▶ **Work to be completed**:
Copy the rows below word for word, leaving out the pictures.

▶ **Task data**:
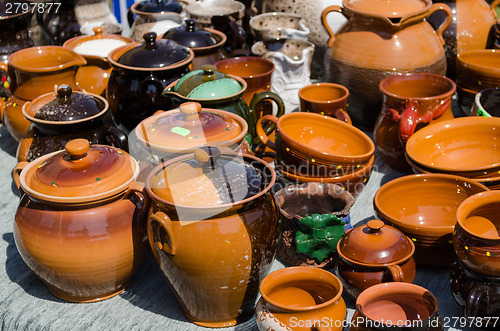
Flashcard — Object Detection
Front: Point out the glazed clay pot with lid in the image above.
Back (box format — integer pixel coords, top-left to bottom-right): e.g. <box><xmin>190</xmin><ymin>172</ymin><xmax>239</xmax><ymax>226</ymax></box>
<box><xmin>106</xmin><ymin>32</ymin><xmax>194</xmax><ymax>132</ymax></box>
<box><xmin>337</xmin><ymin>220</ymin><xmax>415</xmax><ymax>297</ymax></box>
<box><xmin>146</xmin><ymin>146</ymin><xmax>279</xmax><ymax>327</ymax></box>
<box><xmin>17</xmin><ymin>84</ymin><xmax>128</xmax><ymax>161</ymax></box>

▶ **Output of the exercise**:
Flashcard — Object Detection
Front: Point out the glazed clay pot with lid in the image above.
Back (box format — integer pixel coords, top-left to bottom-right): e.g. <box><xmin>190</xmin><ymin>172</ymin><xmax>239</xmax><ymax>226</ymax></box>
<box><xmin>106</xmin><ymin>32</ymin><xmax>194</xmax><ymax>132</ymax></box>
<box><xmin>337</xmin><ymin>220</ymin><xmax>415</xmax><ymax>297</ymax></box>
<box><xmin>146</xmin><ymin>146</ymin><xmax>279</xmax><ymax>327</ymax></box>
<box><xmin>17</xmin><ymin>84</ymin><xmax>128</xmax><ymax>161</ymax></box>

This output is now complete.